>> Start Supplied data

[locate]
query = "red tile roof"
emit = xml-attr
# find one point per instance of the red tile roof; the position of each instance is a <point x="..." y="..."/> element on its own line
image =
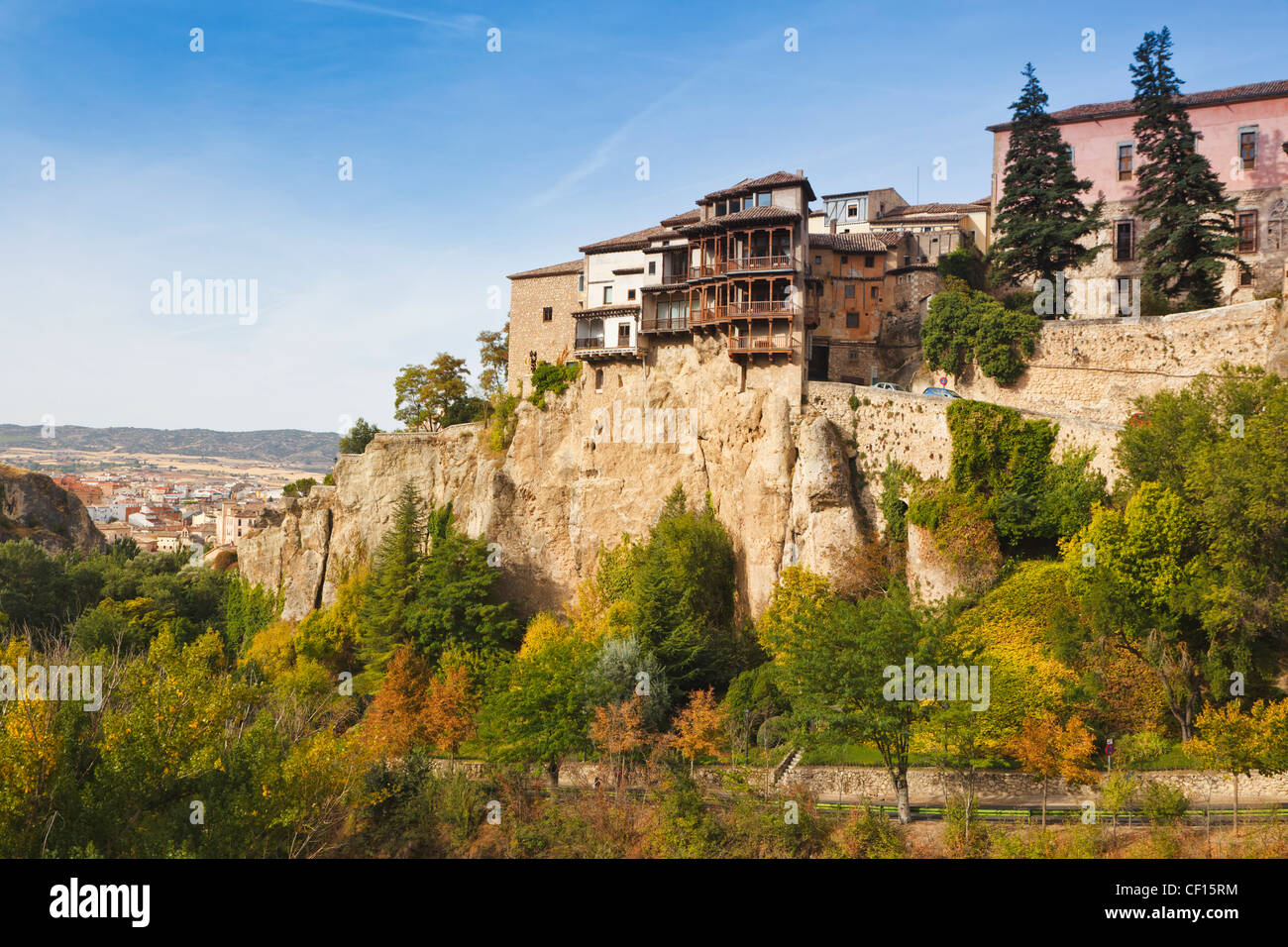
<point x="776" y="179"/>
<point x="854" y="243"/>
<point x="939" y="209"/>
<point x="557" y="269"/>
<point x="636" y="240"/>
<point x="1218" y="97"/>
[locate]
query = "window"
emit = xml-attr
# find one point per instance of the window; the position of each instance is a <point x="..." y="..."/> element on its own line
<point x="1124" y="240"/>
<point x="1248" y="147"/>
<point x="1125" y="153"/>
<point x="1247" y="231"/>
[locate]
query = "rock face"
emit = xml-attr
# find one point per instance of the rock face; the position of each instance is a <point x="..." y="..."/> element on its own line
<point x="34" y="506"/>
<point x="596" y="463"/>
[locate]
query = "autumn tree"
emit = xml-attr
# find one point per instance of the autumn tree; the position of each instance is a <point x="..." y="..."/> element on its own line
<point x="398" y="718"/>
<point x="617" y="729"/>
<point x="699" y="727"/>
<point x="1046" y="750"/>
<point x="451" y="706"/>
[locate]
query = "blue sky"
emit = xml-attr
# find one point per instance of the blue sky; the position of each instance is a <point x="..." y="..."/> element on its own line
<point x="468" y="165"/>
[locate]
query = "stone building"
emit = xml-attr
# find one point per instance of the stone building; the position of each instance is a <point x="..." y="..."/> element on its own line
<point x="1241" y="131"/>
<point x="541" y="317"/>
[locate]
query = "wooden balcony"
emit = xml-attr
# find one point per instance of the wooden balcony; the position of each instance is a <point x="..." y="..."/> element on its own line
<point x="742" y="264"/>
<point x="772" y="344"/>
<point x="595" y="347"/>
<point x="678" y="324"/>
<point x="752" y="308"/>
<point x="709" y="316"/>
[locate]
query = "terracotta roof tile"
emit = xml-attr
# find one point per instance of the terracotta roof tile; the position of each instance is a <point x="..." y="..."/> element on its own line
<point x="557" y="269"/>
<point x="854" y="243"/>
<point x="1218" y="97"/>
<point x="636" y="240"/>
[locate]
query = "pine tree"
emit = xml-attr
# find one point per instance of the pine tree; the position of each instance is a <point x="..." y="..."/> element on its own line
<point x="391" y="586"/>
<point x="1041" y="219"/>
<point x="1177" y="191"/>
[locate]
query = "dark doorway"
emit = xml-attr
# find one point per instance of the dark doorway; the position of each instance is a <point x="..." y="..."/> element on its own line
<point x="818" y="361"/>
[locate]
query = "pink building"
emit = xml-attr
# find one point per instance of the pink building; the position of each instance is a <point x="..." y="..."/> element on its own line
<point x="1243" y="132"/>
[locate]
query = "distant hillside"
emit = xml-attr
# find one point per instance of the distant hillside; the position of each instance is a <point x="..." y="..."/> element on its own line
<point x="305" y="450"/>
<point x="35" y="508"/>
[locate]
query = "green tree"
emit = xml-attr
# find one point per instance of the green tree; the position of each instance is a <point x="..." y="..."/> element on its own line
<point x="494" y="359"/>
<point x="428" y="393"/>
<point x="1136" y="574"/>
<point x="1176" y="189"/>
<point x="836" y="660"/>
<point x="391" y="586"/>
<point x="361" y="434"/>
<point x="541" y="705"/>
<point x="683" y="591"/>
<point x="1042" y="223"/>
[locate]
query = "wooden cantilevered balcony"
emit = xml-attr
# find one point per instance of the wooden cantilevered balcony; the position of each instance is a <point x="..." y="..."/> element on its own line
<point x="595" y="347"/>
<point x="769" y="344"/>
<point x="708" y="316"/>
<point x="763" y="308"/>
<point x="673" y="324"/>
<point x="754" y="263"/>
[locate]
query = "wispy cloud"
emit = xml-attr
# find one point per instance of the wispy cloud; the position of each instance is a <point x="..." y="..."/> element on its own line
<point x="460" y="24"/>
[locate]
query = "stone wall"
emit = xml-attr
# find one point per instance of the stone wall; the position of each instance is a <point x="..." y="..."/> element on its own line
<point x="531" y="333"/>
<point x="1095" y="368"/>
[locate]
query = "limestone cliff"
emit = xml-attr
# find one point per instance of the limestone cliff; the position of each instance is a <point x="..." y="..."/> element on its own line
<point x="592" y="466"/>
<point x="34" y="506"/>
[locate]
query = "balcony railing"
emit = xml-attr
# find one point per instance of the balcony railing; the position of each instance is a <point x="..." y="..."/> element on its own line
<point x="778" y="342"/>
<point x="765" y="262"/>
<point x="595" y="343"/>
<point x="677" y="324"/>
<point x="763" y="307"/>
<point x="708" y="315"/>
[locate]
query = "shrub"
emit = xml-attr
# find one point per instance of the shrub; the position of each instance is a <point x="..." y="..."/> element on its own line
<point x="870" y="834"/>
<point x="1163" y="804"/>
<point x="552" y="377"/>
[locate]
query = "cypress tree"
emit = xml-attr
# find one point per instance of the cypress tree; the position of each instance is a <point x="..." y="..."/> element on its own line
<point x="1041" y="219"/>
<point x="1177" y="191"/>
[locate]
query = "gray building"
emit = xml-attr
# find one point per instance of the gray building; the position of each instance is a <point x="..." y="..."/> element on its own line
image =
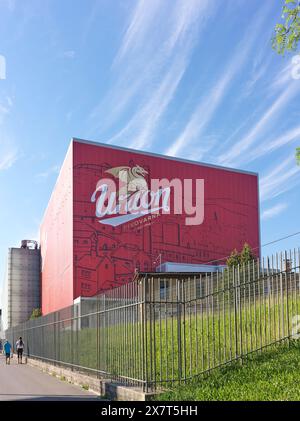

>> End Supplied data

* _Given request_
Identify every line in the rows above that contains the string "cliff", matching case exactly, and copy each such line in full.

* _Solution to the problem_
query = "limestone cliff"
# find one point per instance of the limestone cliff; the position of each instance is a <point x="..." y="..."/> element on its own line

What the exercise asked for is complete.